-- Opening Marker --

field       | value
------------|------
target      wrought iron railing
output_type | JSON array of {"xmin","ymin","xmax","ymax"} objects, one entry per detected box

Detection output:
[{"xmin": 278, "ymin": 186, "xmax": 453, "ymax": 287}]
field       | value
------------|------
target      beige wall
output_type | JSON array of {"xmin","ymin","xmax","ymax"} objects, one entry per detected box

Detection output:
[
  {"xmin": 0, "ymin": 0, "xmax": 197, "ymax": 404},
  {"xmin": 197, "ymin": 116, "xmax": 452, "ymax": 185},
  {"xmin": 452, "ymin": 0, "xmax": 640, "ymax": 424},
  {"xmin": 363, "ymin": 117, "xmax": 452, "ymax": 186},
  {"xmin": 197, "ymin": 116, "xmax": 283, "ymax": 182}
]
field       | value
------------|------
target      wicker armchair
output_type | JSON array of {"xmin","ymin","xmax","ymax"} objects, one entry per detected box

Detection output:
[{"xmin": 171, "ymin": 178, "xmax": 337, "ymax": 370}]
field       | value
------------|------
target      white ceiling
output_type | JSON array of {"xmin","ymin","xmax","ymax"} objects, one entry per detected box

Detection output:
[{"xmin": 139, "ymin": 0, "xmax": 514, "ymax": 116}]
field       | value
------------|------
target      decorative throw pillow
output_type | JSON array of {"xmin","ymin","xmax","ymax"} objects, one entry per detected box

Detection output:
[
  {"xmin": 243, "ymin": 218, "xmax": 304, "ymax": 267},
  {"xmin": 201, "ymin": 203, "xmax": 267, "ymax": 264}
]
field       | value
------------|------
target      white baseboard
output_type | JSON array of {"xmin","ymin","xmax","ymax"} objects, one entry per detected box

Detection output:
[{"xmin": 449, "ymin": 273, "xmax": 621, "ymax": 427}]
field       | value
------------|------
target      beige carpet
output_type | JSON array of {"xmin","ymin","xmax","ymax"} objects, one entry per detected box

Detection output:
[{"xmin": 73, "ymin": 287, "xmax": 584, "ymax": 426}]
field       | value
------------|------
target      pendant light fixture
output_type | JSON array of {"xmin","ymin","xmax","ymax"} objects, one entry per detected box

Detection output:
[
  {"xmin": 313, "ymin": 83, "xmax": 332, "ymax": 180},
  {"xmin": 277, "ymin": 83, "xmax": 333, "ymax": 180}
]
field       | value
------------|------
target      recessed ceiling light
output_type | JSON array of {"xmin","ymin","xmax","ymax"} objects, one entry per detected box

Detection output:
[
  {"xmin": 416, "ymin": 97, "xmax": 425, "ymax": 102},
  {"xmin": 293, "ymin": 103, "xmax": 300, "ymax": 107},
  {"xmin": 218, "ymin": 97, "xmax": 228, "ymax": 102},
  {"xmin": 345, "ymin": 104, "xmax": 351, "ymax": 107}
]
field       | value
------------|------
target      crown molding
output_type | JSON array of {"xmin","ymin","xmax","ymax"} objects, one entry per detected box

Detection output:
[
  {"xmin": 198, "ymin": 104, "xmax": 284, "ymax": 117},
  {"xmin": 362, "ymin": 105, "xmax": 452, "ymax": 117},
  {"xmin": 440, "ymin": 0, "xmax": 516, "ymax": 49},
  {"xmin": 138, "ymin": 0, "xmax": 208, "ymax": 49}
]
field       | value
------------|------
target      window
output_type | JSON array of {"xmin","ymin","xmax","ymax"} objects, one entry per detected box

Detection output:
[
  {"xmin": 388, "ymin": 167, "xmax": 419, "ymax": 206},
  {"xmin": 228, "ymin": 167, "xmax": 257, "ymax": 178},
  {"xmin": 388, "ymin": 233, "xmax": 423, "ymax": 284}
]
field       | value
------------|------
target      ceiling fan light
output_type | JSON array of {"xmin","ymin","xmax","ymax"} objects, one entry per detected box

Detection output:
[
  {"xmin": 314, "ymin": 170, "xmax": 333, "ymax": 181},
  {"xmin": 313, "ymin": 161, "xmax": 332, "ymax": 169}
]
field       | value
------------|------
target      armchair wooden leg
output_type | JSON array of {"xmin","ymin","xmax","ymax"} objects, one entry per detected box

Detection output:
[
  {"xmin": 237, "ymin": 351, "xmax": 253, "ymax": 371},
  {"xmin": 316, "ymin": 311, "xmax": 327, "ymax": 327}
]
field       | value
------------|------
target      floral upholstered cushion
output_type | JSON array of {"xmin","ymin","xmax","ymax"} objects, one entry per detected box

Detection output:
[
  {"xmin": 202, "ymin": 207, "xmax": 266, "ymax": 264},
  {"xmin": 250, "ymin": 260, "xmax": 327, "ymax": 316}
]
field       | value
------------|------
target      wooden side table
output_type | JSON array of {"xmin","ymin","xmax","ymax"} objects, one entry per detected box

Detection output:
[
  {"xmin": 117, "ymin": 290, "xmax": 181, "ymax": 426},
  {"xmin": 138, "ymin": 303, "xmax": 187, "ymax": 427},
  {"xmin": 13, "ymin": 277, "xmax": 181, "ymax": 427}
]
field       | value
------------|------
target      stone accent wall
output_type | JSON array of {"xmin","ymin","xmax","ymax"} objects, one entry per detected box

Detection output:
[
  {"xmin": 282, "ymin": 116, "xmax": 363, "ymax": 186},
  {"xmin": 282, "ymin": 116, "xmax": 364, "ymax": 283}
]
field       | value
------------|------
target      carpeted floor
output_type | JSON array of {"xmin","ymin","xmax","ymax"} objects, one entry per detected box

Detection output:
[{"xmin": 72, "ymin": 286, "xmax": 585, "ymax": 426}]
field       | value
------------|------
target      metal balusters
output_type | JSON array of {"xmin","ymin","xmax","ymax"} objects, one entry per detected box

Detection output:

-- Closing Marker --

▸ **INSTRUCTIONS FOR THE TASK**
Line by line, transcribe the material above without leaving anything out.

▸ **TASK SOLUTION**
field       | value
------------|------
target      wrought iron railing
output_type | JSON array of {"xmin","ymin","xmax","ymax"} objects, one entry per detected box

Detection output:
[{"xmin": 278, "ymin": 186, "xmax": 453, "ymax": 287}]
field       | value
------------|------
target      beige wall
output_type | JSON array of {"xmin","ymin","xmax","ymax"} objects, one entry per detected box

Detection output:
[
  {"xmin": 0, "ymin": 0, "xmax": 197, "ymax": 404},
  {"xmin": 197, "ymin": 116, "xmax": 452, "ymax": 185},
  {"xmin": 452, "ymin": 0, "xmax": 640, "ymax": 424},
  {"xmin": 363, "ymin": 117, "xmax": 452, "ymax": 186},
  {"xmin": 197, "ymin": 116, "xmax": 283, "ymax": 182}
]
field       | value
------------|------
target      wicker armchair
output_type | JSON array of {"xmin","ymin","xmax","ymax"} objects, one entry per detected box

Detection output:
[{"xmin": 171, "ymin": 178, "xmax": 337, "ymax": 370}]
field       | value
------------|------
target      white ceiling
output_type | JSON array of {"xmin","ymin","xmax","ymax"} objects, one entry per detected box

Detection output:
[{"xmin": 139, "ymin": 0, "xmax": 514, "ymax": 116}]
field       | value
------------|------
target      decorative throw pillow
output_type | JSON array of {"xmin","ymin","xmax","ymax"} objects, one entry per detected box

Detection output:
[
  {"xmin": 243, "ymin": 218, "xmax": 304, "ymax": 267},
  {"xmin": 201, "ymin": 203, "xmax": 267, "ymax": 264}
]
field       | value
------------|------
target      white baseboard
output_type | JSON array of {"xmin","ymin","xmax","ymax"} objects, one entry per detected box

Detection output:
[{"xmin": 449, "ymin": 273, "xmax": 621, "ymax": 427}]
field       | value
------------|------
target      beige carpet
output_type | JSON array of {"xmin","ymin","xmax","ymax"} objects, one entry per detected box

Detection output:
[{"xmin": 73, "ymin": 287, "xmax": 584, "ymax": 426}]
field       | value
------------|------
target      pendant light fixture
output_type | JSON array of {"xmin","ymin","xmax","ymax"} objects, one entry per detected box

Detection output:
[
  {"xmin": 313, "ymin": 83, "xmax": 332, "ymax": 180},
  {"xmin": 277, "ymin": 83, "xmax": 333, "ymax": 180}
]
field       | value
------------|------
target      recessed ceiling light
output_type | JSON array of {"xmin","ymin","xmax","ymax"} objects, one entry per detected box

Detection output:
[
  {"xmin": 416, "ymin": 97, "xmax": 425, "ymax": 102},
  {"xmin": 293, "ymin": 103, "xmax": 300, "ymax": 107},
  {"xmin": 218, "ymin": 97, "xmax": 228, "ymax": 102},
  {"xmin": 345, "ymin": 104, "xmax": 351, "ymax": 107}
]
field       | value
------------|------
target      crown molding
output_type | JSON array of {"xmin","ymin","xmax","ymax"} objects, one entry per detected box

Detection output:
[
  {"xmin": 198, "ymin": 104, "xmax": 284, "ymax": 117},
  {"xmin": 362, "ymin": 105, "xmax": 452, "ymax": 117},
  {"xmin": 440, "ymin": 0, "xmax": 516, "ymax": 49},
  {"xmin": 138, "ymin": 0, "xmax": 208, "ymax": 49}
]
field       | value
------------|------
target      window
output_type | JSON array of {"xmin","ymin","xmax","ymax"} objects, one entry per detected box

Detection output:
[
  {"xmin": 388, "ymin": 167, "xmax": 419, "ymax": 206},
  {"xmin": 228, "ymin": 167, "xmax": 257, "ymax": 178},
  {"xmin": 388, "ymin": 233, "xmax": 423, "ymax": 284}
]
field       | value
------------|------
target      ceiling fan light
output_type | JSON array of {"xmin","ymin","xmax","ymax"} objects, one entry per detected box

Detection output:
[
  {"xmin": 314, "ymin": 170, "xmax": 333, "ymax": 181},
  {"xmin": 313, "ymin": 161, "xmax": 332, "ymax": 169}
]
field       | value
------------|------
target      armchair wooden leg
output_type | JSON array of {"xmin","ymin","xmax","ymax"} objects, one entry per detected box

Detection output:
[
  {"xmin": 237, "ymin": 351, "xmax": 253, "ymax": 371},
  {"xmin": 316, "ymin": 311, "xmax": 327, "ymax": 327}
]
field       | value
------------|------
target      floral upholstered cushion
output_type | JSON array of {"xmin","ymin","xmax","ymax"} objects, one entry per detected box

Detection output:
[
  {"xmin": 202, "ymin": 207, "xmax": 266, "ymax": 264},
  {"xmin": 250, "ymin": 260, "xmax": 327, "ymax": 316}
]
field       | value
------------|------
target      wooden side table
output_type | JSON array of {"xmin","ymin","xmax","ymax"} objects, one entry per detected box

Detection output:
[
  {"xmin": 117, "ymin": 290, "xmax": 181, "ymax": 426},
  {"xmin": 138, "ymin": 303, "xmax": 187, "ymax": 427},
  {"xmin": 13, "ymin": 277, "xmax": 181, "ymax": 427}
]
field       | value
------------|------
target      stone accent wall
output_type | JSON array of {"xmin","ymin","xmax","ymax"} objects, one entry per detected box

Detection output:
[
  {"xmin": 282, "ymin": 116, "xmax": 363, "ymax": 186},
  {"xmin": 282, "ymin": 116, "xmax": 364, "ymax": 283}
]
field       | value
------------|------
target      carpeted floor
output_type | JSON array of {"xmin","ymin","xmax","ymax"} objects, one entry per detected box

Detection output:
[{"xmin": 72, "ymin": 286, "xmax": 585, "ymax": 426}]
field       | value
------------|------
target      metal balusters
output_type | JSON array of {"xmin","ymin","xmax","ymax"} objects, one entry per detected box

Detection output:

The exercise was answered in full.